───── Page text

PLAN 9 FROM OUTER SPACE
“I’m a big boy, Johnny.”
This movie is kind of a gimme, but all in all, you need to watch this movie. This is hailed to be Ed Wood’s masterpiece, if such a term as “master piece” and such a person as Ed Wood can be placed together in one sentence. If you are not familiar with Mr. The Ed Wood, please, school yourself on film history’s worst director. The man thought he was making the science fiction Citizen Kane, and that, my friends, is why this movie is so damn fun to watch. At some points the dialogue actually gets pretty interesting, and then Wood takes a dump of genius and fucks up the entire thing.

──────────
───── Stored data

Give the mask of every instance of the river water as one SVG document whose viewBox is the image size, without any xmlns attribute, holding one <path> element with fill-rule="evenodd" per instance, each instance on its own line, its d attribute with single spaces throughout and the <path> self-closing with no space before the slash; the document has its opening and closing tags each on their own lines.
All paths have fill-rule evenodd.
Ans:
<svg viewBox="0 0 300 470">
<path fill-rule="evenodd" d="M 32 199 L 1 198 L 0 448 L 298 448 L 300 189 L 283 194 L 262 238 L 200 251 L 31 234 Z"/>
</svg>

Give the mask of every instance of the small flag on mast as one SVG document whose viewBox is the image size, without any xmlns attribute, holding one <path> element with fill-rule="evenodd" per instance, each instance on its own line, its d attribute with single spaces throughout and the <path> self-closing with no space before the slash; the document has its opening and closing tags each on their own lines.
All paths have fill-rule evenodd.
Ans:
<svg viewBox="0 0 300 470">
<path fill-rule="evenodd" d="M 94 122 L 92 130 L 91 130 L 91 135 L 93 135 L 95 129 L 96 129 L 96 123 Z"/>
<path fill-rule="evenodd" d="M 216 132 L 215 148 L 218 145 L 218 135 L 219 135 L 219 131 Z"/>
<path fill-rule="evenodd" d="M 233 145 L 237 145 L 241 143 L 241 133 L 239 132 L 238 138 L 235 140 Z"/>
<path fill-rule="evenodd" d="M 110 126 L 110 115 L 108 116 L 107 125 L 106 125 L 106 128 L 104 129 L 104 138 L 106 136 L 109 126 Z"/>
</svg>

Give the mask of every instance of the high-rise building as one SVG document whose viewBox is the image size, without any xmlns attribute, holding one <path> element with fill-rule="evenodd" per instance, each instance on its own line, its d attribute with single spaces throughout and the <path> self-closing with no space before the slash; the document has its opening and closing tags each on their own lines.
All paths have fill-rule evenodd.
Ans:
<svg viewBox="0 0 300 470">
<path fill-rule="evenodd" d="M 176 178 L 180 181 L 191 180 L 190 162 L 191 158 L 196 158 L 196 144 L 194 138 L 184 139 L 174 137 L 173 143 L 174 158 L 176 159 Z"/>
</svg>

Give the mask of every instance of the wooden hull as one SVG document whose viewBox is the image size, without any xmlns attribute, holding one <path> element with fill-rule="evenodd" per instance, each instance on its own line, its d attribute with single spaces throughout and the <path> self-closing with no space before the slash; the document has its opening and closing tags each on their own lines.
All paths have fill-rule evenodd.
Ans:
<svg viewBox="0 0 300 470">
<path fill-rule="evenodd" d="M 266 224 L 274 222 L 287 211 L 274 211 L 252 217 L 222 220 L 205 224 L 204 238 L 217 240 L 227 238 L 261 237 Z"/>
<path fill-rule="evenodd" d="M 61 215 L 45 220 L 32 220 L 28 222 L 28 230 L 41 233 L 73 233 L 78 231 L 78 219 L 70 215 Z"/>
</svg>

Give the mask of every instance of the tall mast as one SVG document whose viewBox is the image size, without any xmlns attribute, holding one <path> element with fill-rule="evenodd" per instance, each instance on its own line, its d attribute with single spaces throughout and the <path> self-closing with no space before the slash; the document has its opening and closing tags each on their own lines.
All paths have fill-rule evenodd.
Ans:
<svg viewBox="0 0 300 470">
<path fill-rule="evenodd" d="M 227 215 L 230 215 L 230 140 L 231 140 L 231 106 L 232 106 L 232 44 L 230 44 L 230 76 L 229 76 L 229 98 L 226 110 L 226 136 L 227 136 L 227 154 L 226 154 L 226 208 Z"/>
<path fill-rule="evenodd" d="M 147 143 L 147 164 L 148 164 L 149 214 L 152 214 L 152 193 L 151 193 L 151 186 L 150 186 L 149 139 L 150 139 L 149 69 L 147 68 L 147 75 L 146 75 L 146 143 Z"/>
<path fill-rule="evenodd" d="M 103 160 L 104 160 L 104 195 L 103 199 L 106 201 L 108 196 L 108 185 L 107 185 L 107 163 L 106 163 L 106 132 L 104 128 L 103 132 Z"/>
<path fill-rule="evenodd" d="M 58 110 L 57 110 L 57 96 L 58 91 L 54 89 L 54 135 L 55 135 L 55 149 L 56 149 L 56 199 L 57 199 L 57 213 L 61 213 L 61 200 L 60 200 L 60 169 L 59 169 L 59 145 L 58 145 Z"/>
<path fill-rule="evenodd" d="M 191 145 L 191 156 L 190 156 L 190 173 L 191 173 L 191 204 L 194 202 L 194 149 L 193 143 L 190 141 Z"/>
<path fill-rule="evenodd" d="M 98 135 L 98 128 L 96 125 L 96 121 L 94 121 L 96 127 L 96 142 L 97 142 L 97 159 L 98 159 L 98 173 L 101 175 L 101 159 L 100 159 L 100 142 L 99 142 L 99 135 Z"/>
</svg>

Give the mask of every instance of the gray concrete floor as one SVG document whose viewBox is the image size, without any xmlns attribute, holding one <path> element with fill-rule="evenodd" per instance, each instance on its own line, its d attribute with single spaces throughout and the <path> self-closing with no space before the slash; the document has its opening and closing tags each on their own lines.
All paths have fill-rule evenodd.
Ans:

──────────

### Your tasks
• A. How would you put this sentence from the Plan 9 review into Spanish: "The man thought he was making the science fiction Citizen Kane, and that, my friends, is why this movie is so damn fun to watch."
• B. According to the Plan 9 review, what film did its director believe he was making?
• C. Can you pick up the Plan 9 review after its last sentence and write a few more in the same voice?
The data above come from a separate source.

### Answers below
• A. El hombre creía que estaba haciendo el Ciudadano Kane de la ciencia ficción, y eso, amigos míos, es por lo que esta película es tan condenadamente divertida de ver.

• B. The science fiction Citizen Kane.

• C.
The film is the lat thing Bela Lugosi, of Dracula fame, would ever do before dying. Wood and Lugosi became friends and he shot Lugosi in random film snippets that were edited into Plan 9 and billed as “Almost starring Bela Lugosi.” This is funny in when the Lugosi segments seem so randomly placed in the film and the other actor that had to play the character has to hold a cloak over his face to hide from the camera, so upon first viewing you are so confused as to who these people are it’s bewildering. After the character Bela is playing dies, a space ship lands in the graveyard rising the dead into zombie-like vampires. Don’t ask.
The movie is so damn entertaining and cheese-filled that even the actors don’t take it seriously. My favorite part is the scene where the grave diggers are finishing up and they hear a noise, it’s in the first 10 minutes.
Great dialogue all around, and by great I stress how bad it is…
First Scientist: “And this is the solarmanite bomb.”
Second Scientist: “So, what does it do?”
First Scientist: “It causes sunlight to explode.”
Second Scientist: “All of it?”
First Scientist: “Well, yes.”
Second Scientist: “Wanna set it off?”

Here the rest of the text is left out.